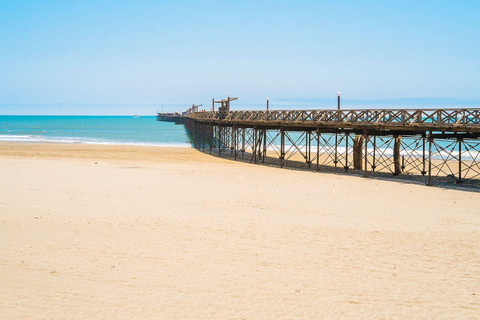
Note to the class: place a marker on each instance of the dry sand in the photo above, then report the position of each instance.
(92, 232)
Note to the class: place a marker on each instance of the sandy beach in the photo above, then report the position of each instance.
(124, 232)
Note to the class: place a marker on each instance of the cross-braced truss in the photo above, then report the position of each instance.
(438, 155)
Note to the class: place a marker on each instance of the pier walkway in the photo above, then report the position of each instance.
(435, 143)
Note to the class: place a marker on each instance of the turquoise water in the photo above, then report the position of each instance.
(93, 129)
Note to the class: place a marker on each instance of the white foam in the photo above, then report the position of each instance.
(83, 140)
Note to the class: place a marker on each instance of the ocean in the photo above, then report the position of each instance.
(114, 130)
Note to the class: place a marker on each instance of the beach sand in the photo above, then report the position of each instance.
(122, 232)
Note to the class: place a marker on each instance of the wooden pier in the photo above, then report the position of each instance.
(440, 144)
(178, 118)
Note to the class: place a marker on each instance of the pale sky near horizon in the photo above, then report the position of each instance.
(178, 52)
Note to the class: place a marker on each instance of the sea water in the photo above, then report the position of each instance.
(116, 130)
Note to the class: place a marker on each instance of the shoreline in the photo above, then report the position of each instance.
(91, 231)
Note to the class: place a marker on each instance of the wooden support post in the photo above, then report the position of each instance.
(423, 154)
(282, 147)
(318, 151)
(460, 140)
(365, 156)
(264, 145)
(254, 147)
(219, 141)
(235, 142)
(243, 142)
(396, 156)
(336, 150)
(309, 146)
(346, 152)
(357, 152)
(430, 138)
(204, 137)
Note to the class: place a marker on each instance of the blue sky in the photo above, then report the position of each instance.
(110, 57)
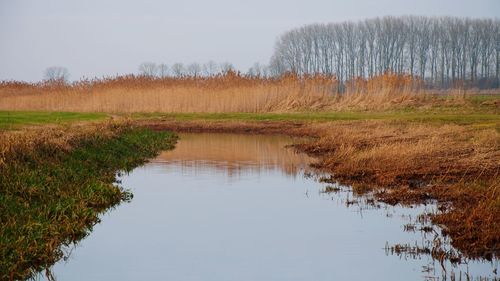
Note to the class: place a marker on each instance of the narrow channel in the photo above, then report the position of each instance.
(244, 207)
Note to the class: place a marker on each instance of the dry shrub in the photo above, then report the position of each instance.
(395, 154)
(230, 92)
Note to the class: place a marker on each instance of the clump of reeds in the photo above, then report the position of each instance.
(228, 92)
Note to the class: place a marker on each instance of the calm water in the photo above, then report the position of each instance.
(238, 207)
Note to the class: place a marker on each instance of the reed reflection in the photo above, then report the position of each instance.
(235, 154)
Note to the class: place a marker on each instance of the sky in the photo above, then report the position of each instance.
(95, 38)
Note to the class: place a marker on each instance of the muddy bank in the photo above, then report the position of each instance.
(402, 163)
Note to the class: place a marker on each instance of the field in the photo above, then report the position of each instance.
(389, 136)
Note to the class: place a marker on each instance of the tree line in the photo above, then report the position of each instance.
(442, 51)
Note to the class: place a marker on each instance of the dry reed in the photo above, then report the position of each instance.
(230, 92)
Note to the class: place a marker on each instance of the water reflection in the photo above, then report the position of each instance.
(237, 207)
(234, 154)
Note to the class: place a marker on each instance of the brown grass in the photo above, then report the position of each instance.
(230, 92)
(459, 166)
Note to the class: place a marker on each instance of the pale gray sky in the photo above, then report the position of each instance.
(97, 37)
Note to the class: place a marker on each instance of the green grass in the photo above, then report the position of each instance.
(51, 197)
(15, 119)
(435, 116)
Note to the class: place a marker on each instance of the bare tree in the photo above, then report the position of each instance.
(178, 69)
(163, 70)
(148, 69)
(226, 67)
(210, 68)
(194, 69)
(443, 51)
(56, 74)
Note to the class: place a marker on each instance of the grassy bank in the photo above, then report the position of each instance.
(457, 164)
(15, 119)
(427, 116)
(55, 183)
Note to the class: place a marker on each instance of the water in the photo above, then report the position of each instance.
(238, 207)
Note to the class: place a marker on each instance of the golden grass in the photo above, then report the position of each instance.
(402, 162)
(230, 92)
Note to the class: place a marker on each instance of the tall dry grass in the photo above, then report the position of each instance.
(230, 92)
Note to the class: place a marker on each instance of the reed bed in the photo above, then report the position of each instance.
(402, 163)
(230, 92)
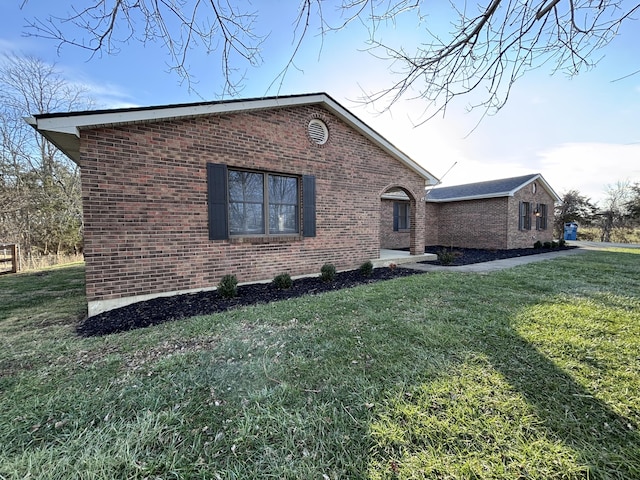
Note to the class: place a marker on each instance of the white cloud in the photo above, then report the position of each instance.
(590, 167)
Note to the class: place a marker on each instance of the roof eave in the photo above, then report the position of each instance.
(469, 197)
(63, 129)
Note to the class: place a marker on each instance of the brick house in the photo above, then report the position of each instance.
(177, 196)
(498, 214)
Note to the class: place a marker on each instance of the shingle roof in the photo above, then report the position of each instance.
(504, 187)
(62, 129)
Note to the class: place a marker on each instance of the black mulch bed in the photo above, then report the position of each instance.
(164, 309)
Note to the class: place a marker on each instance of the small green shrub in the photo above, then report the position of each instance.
(328, 272)
(366, 268)
(283, 281)
(446, 257)
(228, 286)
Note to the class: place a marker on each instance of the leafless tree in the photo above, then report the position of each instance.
(489, 46)
(573, 207)
(40, 200)
(615, 214)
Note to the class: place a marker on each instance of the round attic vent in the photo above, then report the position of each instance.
(318, 132)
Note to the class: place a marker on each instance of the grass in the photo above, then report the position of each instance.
(531, 372)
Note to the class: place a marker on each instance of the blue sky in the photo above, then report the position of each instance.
(581, 133)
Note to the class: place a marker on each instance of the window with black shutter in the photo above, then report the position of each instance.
(254, 203)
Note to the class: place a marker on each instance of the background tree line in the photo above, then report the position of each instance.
(617, 219)
(40, 194)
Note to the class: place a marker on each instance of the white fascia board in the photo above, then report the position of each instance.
(70, 125)
(470, 197)
(371, 134)
(547, 187)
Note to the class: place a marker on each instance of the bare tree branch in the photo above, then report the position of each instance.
(490, 45)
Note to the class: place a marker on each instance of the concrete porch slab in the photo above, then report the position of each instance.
(387, 257)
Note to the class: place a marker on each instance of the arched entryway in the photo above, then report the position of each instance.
(401, 220)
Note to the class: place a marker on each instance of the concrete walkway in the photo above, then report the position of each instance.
(494, 265)
(410, 261)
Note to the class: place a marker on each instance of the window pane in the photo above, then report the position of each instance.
(246, 203)
(283, 190)
(246, 187)
(403, 216)
(283, 204)
(246, 218)
(283, 218)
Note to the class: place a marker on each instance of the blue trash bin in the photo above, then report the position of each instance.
(571, 231)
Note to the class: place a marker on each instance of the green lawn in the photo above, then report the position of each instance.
(529, 373)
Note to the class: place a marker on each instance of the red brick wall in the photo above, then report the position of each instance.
(473, 223)
(487, 223)
(145, 200)
(388, 237)
(526, 238)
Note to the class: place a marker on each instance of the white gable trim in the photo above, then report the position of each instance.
(510, 193)
(63, 130)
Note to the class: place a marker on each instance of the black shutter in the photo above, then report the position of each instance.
(520, 216)
(308, 206)
(217, 199)
(396, 215)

:::

**TASK ITEM:** Set down the whole listing exactly as given, except for the pictures.

**TASK RESPONSE:**
Note to the class: place a marker on each instance of the dry sand in the photo above, then report the position of each instance.
(92, 232)
Note to the class: place a marker on each instance of the sandy beach in the photo above, then report the position of each instance.
(124, 232)
Note to the class: place a marker on each instance of the cross-braced truss in the photo above, then report the position of each instance.
(438, 155)
Note to the class: place a marker on each instance of the pier walkway in the photo above, then report the position of each instance.
(435, 143)
Note to the class: place a marker on each instance of the turquoise water in the photo above, then report the position of each instance.
(93, 129)
Note to the class: place a marker on each instance of the white foam in the photo above, then report the position of each instance.
(83, 140)
Note to the class: place a marker on each instance of the ocean in the photo above, then report the position of each instance.
(114, 130)
Note to the class: place a marker on each instance of the beach sand in the photo above, then report the position of each instance.
(122, 232)
Note to the class: place a marker on each instance of the wooden pier in the photo above, then report the position of each instance.
(440, 144)
(178, 118)
Note to the class: place a marker on each instance of the pale sky near horizon in the photo above, then report the position of each instance.
(178, 52)
Note to the class: place a marker on each instance of the sea water in the photo above, then report the position of each instance.
(116, 130)
Note to the class: place a marker on each instance of the shoreline in the photo above, then report the position of each instance.
(91, 231)
Note to the class: place a marker on each instance of the wooden support post in the photo above, then report the position of each instance.
(423, 154)
(282, 147)
(318, 151)
(460, 140)
(365, 156)
(264, 145)
(254, 147)
(219, 141)
(235, 142)
(243, 142)
(396, 156)
(336, 150)
(309, 146)
(346, 152)
(357, 152)
(430, 138)
(204, 137)
Note to the class: place a marker on each instance of the blue sky in the photo above, then report the position of each instance.
(110, 57)
Note to the class: place a marker on each instance of the narrow channel in the photo above, then report the position of each instance.
(244, 207)
Note to the class: place a marker on each instance of the dry shrub in the photo above, then report the position of each instance.
(395, 154)
(230, 92)
Note to the class: place a marker on each instance of the clump of reeds in the photo above, then report the position of each instance.
(228, 92)
Note to the class: place a marker on each instance of the calm water in the photo above, then report the position of each instance.
(238, 207)
Note to the class: place a marker on each instance of the reed reflection in the photo above, then report the position of each instance.
(235, 154)
Note to the class: place a marker on each instance of the sky in the photo above, then report the position of each instance.
(95, 38)
Note to the class: place a marker on each instance of the muddy bank in the photo above, then report the position of each instance.
(402, 163)
Note to the class: place a marker on each instance of the field in the photo above, then report the position of each instance.
(389, 136)
Note to the class: place a marker on each instance of the tree line in the photo above, then report the position of each instance.
(442, 51)
Note to the class: place a marker on each instance of the dry reed in the photo above, then report the position of each instance.
(230, 92)
Note to the class: place a marker on each instance of the water reflection in the photo above, then report the position of each instance.
(237, 207)
(234, 154)
Note to the class: place a marker on each instance of the brown grass in the photo above, then report the position of each instance.
(230, 92)
(459, 166)
Note to the class: place a marker on each instance of the pale gray sky in the photo above, then report the position of each instance.
(97, 37)
Note to the class: place a marker on each instance of the green grass in the photo above, then report the position of each instance.
(51, 197)
(15, 119)
(435, 116)
Note to the class: place a marker on each instance of the bare tree in the photo above, then report the position of each instance.
(178, 69)
(163, 70)
(148, 69)
(226, 67)
(210, 68)
(194, 69)
(443, 51)
(56, 74)
Note to the class: place a marker on each instance of the grassy bank in the photo above, then report the position of each instance.
(457, 164)
(15, 119)
(427, 116)
(55, 183)
Note to the class: place a marker on each instance of the water in the photo above, then report the position of each instance.
(238, 207)
Note to the class: place a marker on each instance of the golden grass in the photo above, then report the position of each instance.
(402, 162)
(230, 92)
Note to the class: place a marker on each instance of the tall dry grass in the photo above, then report the position of each instance.
(230, 92)
Note to the class: place a marker on each instance of the reed bed in the photo above, then report the position of each instance.
(402, 163)
(230, 92)
Note to the class: place a marker on each instance of the white cloud in the photo above, then report the position of each instance.
(590, 167)
Note to the class: place a marker on each instance of the roof eave in the photo above, then report the position of each instance.
(469, 197)
(63, 129)
Note to the class: place a marker on each instance of the brick house in the photo above, then report the position of each instance.
(177, 196)
(498, 214)
Note to the class: place a marker on each instance of the shingle roof in the photo above, then report the position of each instance.
(504, 187)
(62, 129)
Note to the class: place a marker on each instance of the black mulch bed in the photo above, then report the position of each instance.
(164, 309)
Note to the class: place a marker on each instance of the small green shrub in the photo above, then report the position of each instance.
(328, 272)
(366, 268)
(283, 281)
(446, 257)
(228, 286)
Note to the class: place a marker on each instance of the leafless tree in the photo above, then report the position of each instance.
(489, 46)
(573, 207)
(40, 200)
(615, 214)
Note to the class: place a marker on each instance of the round attic vent in the photo above, then report the position of each instance.
(318, 132)
Note to the class: place a marker on each instance of the grass in the photo above, then report the position of each instance.
(531, 372)
Note to the class: place a marker on each instance of the blue sky in the photo above, then report the position of each instance.
(581, 133)
Note to the class: place a marker on each instance of the window with black shutter in the photo above, then report the position of each instance.
(254, 203)
Note to the class: place a marker on each instance of the background tree line in the photo above, then report the position of each instance.
(617, 219)
(40, 194)
Note to the class: place a marker on each instance of the white fascia board in the photo above, then report the position of each instance.
(70, 125)
(470, 197)
(371, 134)
(547, 187)
Note to the class: place a marker on each instance of the bare tree branch in the photo above, then report the position of each instance.
(490, 45)
Note to the class: place a marker on each instance of the concrete porch slab in the photo above, then report the position of each instance.
(387, 257)
Note to the class: place a marker on each instance of the arched entryway in the photo above, then report the position of each instance.
(401, 220)
Note to the class: place a marker on each instance of the concrete walkway in the photo above, then report the position of each instance.
(494, 265)
(410, 261)
Note to the class: place a marker on each instance of the window pane in the photo above, then report the position of each instance.
(246, 203)
(283, 190)
(246, 187)
(403, 216)
(283, 204)
(246, 218)
(283, 218)
Note to the class: place a marker on each instance of the blue trash bin in the photo above, then report the position of each instance.
(571, 231)
Note to the class: place a marker on each instance of the green lawn in the photo above, then report the position of each instance.
(529, 373)
Note to the class: place a marker on each instance of the red brick wall in the photo above, then report the position of each instance.
(473, 223)
(487, 223)
(145, 200)
(388, 237)
(526, 238)
Note to the class: place a marker on each instance of the white gable trim in the photo above, then report the position of each instance.
(510, 193)
(63, 130)
Note to the class: place a marker on each instance of the black shutter in the photo above, then report the position of each instance.
(520, 216)
(308, 206)
(217, 199)
(396, 215)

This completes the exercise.